— Referring expression data —
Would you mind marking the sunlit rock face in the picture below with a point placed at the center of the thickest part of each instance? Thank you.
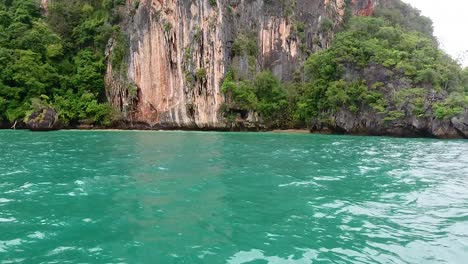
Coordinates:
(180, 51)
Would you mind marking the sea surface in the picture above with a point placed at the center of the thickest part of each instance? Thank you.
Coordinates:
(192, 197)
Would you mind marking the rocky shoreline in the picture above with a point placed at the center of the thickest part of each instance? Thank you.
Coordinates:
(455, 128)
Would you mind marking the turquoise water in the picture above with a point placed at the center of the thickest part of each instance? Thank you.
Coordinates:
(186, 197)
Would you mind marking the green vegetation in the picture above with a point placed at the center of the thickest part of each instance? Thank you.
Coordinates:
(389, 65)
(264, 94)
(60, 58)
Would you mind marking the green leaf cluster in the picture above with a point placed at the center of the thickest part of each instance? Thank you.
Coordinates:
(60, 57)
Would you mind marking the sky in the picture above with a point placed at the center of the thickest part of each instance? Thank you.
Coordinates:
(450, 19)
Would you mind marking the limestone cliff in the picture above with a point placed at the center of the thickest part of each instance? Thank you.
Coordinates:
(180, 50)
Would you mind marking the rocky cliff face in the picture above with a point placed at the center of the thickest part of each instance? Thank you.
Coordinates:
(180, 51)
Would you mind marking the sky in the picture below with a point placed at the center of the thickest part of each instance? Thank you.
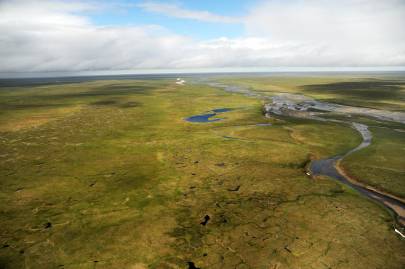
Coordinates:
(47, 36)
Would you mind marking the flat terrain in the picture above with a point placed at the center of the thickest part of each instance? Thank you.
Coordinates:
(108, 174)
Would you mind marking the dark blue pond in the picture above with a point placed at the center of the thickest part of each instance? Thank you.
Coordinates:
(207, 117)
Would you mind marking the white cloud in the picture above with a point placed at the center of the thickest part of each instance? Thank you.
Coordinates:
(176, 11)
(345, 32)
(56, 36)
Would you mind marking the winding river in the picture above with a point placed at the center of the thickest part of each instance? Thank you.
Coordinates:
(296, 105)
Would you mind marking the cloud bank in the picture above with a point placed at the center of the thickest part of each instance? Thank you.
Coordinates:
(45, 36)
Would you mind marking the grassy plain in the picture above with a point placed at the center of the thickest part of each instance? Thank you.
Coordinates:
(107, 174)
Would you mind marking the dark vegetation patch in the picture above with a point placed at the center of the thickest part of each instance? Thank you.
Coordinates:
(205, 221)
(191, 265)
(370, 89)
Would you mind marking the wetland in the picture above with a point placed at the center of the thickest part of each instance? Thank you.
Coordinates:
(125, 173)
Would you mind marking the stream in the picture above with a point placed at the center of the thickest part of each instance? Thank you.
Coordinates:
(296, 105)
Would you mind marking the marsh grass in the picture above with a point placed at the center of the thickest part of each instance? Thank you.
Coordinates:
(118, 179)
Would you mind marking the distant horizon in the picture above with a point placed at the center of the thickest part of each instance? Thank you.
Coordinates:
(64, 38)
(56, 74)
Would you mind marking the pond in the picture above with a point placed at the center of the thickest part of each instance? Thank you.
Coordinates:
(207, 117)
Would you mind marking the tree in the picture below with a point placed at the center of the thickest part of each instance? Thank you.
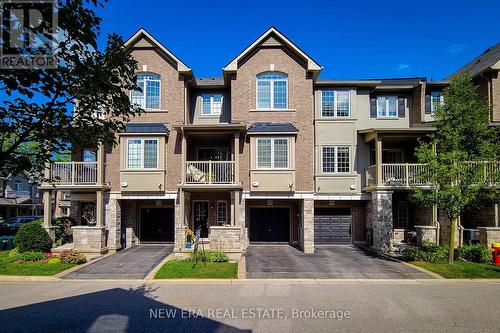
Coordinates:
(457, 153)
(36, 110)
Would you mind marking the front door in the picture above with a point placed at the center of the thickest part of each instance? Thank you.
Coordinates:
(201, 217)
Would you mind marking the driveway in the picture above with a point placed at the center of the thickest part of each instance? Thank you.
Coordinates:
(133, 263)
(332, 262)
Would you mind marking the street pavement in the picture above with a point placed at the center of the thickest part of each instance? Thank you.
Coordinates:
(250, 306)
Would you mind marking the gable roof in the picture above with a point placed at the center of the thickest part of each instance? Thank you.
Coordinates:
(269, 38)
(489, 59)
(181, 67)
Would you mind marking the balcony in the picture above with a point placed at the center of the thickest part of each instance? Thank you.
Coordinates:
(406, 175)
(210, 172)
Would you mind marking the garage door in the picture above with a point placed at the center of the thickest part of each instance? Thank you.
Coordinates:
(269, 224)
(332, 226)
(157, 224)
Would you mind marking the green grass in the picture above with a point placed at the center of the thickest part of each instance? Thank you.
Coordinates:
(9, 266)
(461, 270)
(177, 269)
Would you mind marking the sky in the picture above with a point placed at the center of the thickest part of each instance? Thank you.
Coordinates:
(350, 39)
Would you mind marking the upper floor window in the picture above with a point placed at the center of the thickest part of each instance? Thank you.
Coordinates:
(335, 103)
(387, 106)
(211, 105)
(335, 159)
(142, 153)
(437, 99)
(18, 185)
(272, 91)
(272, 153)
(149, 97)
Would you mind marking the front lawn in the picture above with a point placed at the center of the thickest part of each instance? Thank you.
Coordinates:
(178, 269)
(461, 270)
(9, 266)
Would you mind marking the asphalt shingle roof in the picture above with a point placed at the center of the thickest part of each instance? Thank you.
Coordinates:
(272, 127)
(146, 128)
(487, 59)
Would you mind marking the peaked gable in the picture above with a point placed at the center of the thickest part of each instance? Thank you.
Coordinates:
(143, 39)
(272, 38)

==

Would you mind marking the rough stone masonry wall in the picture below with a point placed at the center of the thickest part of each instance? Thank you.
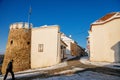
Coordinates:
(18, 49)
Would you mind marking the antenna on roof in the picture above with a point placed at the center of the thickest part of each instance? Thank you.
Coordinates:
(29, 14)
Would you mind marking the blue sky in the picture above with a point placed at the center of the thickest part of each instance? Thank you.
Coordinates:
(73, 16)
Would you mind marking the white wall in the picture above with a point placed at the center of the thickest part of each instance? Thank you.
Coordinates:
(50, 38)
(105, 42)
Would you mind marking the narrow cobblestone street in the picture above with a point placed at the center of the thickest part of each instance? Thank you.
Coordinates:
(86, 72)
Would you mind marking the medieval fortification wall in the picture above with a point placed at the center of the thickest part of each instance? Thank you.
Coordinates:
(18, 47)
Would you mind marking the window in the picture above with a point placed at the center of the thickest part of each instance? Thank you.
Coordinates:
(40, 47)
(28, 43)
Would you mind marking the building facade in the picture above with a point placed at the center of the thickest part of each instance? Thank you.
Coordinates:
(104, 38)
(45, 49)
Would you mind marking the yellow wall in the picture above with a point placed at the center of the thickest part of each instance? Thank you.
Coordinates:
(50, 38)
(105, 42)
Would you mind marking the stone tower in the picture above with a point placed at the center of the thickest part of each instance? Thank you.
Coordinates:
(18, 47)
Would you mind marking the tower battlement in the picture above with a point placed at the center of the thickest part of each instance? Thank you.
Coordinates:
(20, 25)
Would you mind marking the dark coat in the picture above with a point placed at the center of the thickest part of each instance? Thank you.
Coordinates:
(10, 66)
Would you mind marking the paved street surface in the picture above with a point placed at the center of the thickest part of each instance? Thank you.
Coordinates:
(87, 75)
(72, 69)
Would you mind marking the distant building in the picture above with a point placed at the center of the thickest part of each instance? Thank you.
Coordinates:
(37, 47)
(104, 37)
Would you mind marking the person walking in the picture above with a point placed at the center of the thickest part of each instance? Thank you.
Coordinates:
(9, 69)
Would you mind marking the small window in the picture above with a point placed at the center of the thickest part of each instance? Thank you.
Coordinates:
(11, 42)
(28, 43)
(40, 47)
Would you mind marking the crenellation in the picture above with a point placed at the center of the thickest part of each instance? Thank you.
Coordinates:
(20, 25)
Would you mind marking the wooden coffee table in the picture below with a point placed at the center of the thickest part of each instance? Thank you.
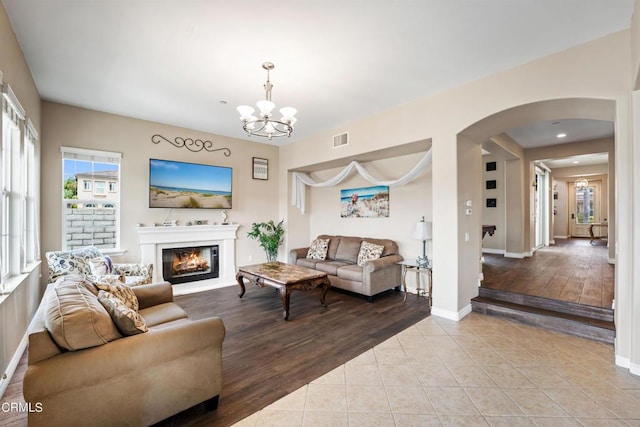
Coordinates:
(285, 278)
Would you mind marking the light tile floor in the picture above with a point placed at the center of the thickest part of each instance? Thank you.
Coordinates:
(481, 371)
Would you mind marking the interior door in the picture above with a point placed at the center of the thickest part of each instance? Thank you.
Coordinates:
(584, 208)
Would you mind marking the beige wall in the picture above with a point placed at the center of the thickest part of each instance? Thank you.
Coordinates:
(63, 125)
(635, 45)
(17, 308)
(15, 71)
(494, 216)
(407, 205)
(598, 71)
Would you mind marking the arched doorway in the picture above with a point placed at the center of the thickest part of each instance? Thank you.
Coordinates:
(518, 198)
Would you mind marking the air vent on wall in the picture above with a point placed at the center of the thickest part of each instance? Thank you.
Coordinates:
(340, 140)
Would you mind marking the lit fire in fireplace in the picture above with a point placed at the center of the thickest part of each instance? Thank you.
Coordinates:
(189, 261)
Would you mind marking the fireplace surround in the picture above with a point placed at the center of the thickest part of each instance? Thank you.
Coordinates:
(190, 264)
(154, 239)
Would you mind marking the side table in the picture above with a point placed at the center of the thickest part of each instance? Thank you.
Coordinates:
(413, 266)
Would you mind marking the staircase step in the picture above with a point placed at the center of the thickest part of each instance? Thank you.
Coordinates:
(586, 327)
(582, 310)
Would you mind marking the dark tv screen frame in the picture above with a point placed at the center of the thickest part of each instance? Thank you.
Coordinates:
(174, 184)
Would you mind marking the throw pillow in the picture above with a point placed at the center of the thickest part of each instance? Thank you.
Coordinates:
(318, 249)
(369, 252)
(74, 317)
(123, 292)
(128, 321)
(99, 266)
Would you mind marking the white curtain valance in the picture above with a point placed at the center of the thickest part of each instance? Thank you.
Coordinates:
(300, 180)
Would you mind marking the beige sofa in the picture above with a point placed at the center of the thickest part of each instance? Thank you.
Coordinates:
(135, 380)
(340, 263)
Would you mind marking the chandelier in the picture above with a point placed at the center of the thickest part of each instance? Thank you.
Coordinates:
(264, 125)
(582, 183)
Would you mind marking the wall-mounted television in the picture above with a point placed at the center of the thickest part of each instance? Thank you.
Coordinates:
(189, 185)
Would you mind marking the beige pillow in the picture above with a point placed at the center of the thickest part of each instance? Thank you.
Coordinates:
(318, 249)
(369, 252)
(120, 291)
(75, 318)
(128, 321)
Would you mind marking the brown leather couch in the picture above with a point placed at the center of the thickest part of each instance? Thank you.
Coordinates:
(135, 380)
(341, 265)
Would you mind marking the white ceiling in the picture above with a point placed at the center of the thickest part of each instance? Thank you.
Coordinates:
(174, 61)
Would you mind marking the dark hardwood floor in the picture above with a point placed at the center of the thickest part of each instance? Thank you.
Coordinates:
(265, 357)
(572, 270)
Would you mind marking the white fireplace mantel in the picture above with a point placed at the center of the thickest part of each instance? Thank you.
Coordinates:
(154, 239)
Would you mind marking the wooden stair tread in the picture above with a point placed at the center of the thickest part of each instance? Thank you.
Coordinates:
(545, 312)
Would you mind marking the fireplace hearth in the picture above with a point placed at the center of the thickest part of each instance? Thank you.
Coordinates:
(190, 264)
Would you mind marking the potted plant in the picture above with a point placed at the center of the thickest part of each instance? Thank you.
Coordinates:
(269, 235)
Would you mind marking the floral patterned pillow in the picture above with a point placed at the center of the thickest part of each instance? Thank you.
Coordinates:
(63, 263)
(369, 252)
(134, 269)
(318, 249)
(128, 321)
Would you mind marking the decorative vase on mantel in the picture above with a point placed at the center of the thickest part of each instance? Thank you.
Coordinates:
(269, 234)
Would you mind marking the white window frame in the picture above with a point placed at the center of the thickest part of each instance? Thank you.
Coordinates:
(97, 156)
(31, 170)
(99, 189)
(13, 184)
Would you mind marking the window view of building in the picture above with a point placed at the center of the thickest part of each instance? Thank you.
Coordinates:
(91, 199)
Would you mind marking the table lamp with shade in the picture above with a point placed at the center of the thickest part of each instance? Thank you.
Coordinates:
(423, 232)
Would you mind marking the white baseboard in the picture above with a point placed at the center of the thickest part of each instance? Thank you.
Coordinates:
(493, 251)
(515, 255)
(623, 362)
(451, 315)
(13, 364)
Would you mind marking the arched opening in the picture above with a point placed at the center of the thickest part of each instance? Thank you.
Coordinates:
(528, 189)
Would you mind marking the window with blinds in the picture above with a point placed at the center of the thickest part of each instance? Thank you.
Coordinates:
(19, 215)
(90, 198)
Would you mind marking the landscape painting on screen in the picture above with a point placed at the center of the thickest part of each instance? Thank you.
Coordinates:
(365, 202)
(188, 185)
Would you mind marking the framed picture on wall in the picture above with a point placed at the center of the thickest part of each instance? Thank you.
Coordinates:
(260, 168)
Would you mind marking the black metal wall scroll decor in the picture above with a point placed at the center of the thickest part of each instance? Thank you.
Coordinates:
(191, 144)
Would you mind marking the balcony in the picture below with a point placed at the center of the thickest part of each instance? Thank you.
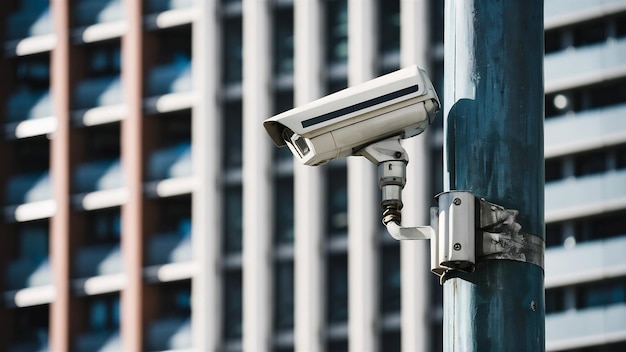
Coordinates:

--

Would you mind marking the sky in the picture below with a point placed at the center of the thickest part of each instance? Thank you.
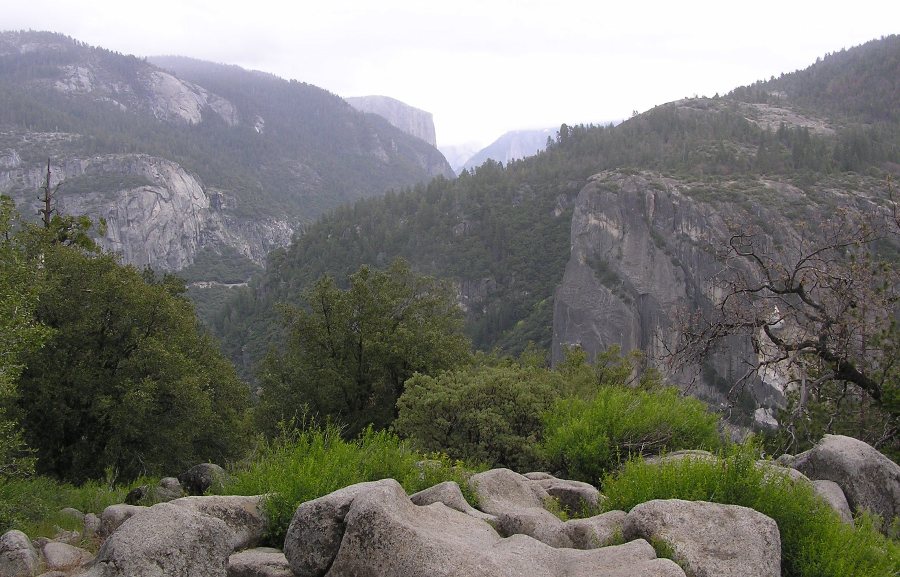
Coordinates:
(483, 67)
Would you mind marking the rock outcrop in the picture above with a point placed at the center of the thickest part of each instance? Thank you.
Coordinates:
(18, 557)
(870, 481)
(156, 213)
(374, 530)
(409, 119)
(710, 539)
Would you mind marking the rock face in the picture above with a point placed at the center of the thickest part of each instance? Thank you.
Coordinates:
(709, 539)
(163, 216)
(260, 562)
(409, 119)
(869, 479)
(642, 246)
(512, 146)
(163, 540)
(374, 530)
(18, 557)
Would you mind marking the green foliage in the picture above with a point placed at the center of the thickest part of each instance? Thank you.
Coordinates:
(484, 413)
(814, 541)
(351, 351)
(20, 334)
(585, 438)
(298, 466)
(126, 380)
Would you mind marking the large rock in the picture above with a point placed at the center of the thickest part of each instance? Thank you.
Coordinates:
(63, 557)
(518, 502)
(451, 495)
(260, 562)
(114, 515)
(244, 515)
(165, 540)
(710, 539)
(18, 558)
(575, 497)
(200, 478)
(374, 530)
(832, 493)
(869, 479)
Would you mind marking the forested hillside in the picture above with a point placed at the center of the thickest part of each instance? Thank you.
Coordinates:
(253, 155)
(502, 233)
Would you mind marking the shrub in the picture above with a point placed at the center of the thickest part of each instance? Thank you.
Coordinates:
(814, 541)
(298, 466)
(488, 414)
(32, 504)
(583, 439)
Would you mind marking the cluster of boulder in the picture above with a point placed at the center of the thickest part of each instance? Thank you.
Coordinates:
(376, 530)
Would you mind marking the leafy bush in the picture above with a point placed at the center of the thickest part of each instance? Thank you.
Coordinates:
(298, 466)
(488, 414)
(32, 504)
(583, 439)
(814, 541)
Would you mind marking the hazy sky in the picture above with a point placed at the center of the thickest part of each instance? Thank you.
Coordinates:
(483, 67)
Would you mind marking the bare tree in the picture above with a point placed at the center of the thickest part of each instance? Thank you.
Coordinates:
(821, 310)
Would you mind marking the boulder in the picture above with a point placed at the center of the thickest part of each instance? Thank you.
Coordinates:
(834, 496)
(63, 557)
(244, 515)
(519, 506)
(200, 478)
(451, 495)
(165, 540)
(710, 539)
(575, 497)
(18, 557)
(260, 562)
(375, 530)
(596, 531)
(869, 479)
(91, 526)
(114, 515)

— TASK OBJECTIVE —
Check every line of the records, and copy the ones that hold the word "window".

— PROBLEM SOLUTION —
Would you mind marking the upper floor window in the picture above with a point placed at the center of the thickest part of each instance? Thank you.
Would you mind marking the window in the picture above with a point placed at the center of the thickest part of each instance? Thank you.
Would you mind marking the small window in the picture above with a point placed at the center of the thickest part of each instance? Thank you.
Would you mind marking the white window frame in the picture above with a point placed at the center of the thickest part of each instance? Thank you.
Would you mind marking the window view of building in the picture above with a point placed at the center of the thickest part of each instance? Thank you.
Would you mind marking the window with blinds in the picture above with a point placed at the center of the thickest part of each instance? Thank you.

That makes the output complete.